● **THE PROBLEM**
Each line of the data below that contains "ceiling" must be copied.

+++ GIVEN DATA +++

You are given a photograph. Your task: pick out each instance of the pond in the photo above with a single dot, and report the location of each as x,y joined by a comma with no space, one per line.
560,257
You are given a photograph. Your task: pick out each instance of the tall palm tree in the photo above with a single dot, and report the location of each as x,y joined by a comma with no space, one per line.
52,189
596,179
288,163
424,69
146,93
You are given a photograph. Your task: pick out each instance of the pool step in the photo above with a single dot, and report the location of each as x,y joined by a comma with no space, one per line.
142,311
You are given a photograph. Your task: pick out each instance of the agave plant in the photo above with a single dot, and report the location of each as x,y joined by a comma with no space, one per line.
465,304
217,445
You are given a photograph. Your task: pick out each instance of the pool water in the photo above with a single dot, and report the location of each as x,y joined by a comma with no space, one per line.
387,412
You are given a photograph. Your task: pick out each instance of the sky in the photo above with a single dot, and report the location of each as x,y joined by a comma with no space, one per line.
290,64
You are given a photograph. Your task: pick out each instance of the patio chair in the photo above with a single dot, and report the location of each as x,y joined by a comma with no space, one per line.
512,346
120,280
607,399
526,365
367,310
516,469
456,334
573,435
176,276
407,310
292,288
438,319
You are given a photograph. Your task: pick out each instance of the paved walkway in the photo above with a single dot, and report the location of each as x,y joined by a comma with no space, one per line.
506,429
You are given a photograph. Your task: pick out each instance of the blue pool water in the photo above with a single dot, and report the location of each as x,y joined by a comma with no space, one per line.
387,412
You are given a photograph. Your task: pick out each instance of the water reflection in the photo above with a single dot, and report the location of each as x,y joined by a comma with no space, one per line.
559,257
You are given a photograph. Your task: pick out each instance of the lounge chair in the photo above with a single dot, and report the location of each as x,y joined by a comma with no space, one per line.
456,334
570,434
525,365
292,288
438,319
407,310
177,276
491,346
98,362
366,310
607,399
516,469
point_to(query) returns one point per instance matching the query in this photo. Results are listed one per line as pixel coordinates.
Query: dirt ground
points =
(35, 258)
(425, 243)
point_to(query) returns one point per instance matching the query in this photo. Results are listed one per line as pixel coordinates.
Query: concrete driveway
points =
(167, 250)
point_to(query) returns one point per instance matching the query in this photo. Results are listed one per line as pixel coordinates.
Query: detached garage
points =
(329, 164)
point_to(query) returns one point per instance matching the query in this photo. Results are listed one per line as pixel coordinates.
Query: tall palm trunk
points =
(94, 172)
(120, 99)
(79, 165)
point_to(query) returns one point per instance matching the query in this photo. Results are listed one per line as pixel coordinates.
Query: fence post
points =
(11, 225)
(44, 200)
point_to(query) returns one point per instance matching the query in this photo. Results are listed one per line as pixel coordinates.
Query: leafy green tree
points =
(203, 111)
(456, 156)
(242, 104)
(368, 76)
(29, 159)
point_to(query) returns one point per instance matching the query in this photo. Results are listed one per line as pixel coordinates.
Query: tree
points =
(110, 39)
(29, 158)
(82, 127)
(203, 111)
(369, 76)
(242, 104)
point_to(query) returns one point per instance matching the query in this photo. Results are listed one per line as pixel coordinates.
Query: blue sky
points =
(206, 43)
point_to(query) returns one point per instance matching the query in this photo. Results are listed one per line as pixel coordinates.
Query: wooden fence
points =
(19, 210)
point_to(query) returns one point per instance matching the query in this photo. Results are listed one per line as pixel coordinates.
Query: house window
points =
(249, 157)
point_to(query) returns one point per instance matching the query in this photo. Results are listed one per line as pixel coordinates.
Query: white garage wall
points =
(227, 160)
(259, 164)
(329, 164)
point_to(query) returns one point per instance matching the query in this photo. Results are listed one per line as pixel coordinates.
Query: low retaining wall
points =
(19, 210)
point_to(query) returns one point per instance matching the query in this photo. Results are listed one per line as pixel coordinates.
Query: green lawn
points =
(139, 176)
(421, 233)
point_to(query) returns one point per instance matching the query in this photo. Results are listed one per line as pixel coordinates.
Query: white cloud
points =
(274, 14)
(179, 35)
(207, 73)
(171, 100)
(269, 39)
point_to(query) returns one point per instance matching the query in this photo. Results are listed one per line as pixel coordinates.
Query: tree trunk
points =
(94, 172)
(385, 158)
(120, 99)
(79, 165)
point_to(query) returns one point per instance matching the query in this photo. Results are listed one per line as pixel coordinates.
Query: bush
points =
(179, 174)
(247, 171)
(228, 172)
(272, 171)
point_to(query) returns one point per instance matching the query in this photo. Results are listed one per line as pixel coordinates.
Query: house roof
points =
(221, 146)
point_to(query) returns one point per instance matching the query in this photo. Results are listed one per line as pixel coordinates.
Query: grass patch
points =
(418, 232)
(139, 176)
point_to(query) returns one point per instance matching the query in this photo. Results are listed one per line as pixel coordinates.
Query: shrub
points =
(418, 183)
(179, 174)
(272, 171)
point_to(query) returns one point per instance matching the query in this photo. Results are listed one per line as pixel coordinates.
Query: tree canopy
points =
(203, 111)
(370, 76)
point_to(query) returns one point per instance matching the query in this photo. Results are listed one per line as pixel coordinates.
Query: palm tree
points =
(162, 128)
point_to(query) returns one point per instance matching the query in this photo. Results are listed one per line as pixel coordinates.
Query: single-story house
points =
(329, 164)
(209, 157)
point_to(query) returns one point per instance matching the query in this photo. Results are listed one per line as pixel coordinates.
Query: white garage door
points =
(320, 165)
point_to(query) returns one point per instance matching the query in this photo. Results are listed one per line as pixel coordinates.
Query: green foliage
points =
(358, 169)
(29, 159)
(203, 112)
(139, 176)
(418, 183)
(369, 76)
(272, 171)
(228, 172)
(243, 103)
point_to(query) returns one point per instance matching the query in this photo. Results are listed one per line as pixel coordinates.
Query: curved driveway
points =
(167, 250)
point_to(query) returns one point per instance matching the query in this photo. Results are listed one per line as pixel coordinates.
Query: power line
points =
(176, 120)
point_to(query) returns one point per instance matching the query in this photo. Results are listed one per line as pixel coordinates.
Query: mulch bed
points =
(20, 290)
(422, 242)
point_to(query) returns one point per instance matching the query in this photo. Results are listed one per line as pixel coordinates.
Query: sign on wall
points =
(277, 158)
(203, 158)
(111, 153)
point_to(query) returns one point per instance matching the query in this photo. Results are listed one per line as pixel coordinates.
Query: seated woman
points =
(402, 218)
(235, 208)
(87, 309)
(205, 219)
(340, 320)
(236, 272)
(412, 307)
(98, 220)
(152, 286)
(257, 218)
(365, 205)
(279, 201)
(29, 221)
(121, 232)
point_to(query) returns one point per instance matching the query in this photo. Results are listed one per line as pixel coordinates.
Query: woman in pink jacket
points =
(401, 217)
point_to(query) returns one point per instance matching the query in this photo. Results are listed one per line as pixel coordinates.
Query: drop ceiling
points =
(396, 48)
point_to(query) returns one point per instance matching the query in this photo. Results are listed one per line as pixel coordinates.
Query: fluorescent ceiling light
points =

+++

● **EXERCISE SOLUTION**
Query: drop ceiling
Query: fluorescent ceiling light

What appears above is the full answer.